**Recorded data:**
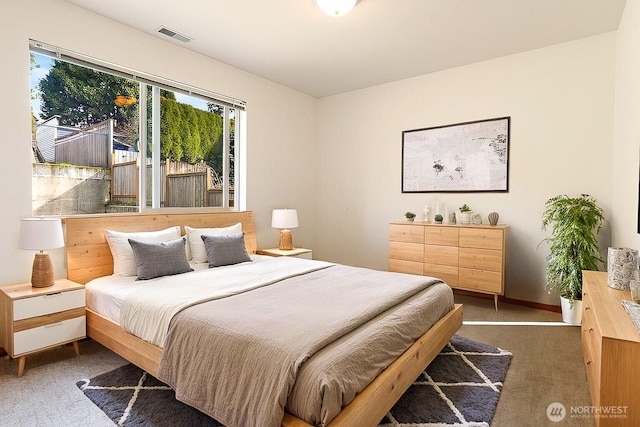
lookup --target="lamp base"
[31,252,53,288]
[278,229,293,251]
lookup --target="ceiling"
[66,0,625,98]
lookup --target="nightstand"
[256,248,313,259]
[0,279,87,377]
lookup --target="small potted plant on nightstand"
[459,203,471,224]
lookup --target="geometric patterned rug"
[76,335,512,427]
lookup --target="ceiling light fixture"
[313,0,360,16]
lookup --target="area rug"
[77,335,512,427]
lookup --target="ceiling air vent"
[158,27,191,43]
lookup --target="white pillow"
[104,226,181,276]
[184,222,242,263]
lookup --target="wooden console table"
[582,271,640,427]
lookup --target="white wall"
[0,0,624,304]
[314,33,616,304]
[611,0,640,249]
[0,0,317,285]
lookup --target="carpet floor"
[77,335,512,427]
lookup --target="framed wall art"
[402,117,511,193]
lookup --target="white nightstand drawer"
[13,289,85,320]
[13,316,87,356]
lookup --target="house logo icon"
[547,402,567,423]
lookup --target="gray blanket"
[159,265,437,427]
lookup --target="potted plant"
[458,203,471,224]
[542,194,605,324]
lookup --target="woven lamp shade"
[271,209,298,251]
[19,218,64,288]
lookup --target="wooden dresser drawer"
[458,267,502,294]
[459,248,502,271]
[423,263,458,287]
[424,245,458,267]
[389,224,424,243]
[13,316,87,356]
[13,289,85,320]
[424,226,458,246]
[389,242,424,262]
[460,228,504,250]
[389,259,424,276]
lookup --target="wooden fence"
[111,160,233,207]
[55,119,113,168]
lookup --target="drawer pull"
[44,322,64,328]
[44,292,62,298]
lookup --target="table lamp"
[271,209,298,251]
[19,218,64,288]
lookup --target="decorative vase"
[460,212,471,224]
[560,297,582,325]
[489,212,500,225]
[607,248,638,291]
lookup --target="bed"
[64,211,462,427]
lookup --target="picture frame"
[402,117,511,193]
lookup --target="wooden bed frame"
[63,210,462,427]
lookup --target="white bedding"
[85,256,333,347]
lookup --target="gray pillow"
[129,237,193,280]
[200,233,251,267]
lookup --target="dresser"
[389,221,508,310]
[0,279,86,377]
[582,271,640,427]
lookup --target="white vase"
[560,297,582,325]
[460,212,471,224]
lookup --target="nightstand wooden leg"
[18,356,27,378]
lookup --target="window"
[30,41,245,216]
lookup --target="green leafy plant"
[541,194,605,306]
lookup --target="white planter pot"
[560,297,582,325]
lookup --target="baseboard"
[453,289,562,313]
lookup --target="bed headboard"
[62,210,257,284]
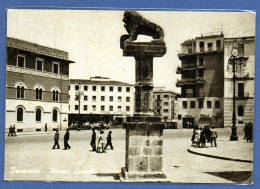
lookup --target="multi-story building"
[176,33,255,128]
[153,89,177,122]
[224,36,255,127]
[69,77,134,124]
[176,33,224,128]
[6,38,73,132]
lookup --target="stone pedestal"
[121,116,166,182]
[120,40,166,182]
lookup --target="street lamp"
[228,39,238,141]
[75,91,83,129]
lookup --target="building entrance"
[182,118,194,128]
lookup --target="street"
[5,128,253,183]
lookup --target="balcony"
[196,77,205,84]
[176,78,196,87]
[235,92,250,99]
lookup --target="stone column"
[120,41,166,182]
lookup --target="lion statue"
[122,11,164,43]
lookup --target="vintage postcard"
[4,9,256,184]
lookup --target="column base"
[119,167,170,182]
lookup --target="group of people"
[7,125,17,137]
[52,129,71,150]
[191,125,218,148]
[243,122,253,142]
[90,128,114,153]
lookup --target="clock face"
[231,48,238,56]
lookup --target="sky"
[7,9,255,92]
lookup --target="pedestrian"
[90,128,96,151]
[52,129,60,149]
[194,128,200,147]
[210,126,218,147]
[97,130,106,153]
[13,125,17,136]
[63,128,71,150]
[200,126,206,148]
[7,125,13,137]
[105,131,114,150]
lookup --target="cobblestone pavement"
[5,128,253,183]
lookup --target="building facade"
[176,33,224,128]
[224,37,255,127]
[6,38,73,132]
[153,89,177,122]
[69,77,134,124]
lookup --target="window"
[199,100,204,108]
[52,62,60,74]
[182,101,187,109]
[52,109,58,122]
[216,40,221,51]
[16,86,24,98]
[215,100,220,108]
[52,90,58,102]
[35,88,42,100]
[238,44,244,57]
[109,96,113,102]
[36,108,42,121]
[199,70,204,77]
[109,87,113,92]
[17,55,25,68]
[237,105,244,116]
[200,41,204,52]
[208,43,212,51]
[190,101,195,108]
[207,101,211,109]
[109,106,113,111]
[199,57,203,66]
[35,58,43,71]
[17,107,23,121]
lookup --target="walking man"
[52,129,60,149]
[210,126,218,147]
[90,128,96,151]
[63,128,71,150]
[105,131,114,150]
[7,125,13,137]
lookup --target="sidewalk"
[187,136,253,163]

**Exercise goal:** Pull out every line in the data above that contains the word "wall".

**Response to the task:**
lookup --target="white wall"
lookup --target="framed wall art"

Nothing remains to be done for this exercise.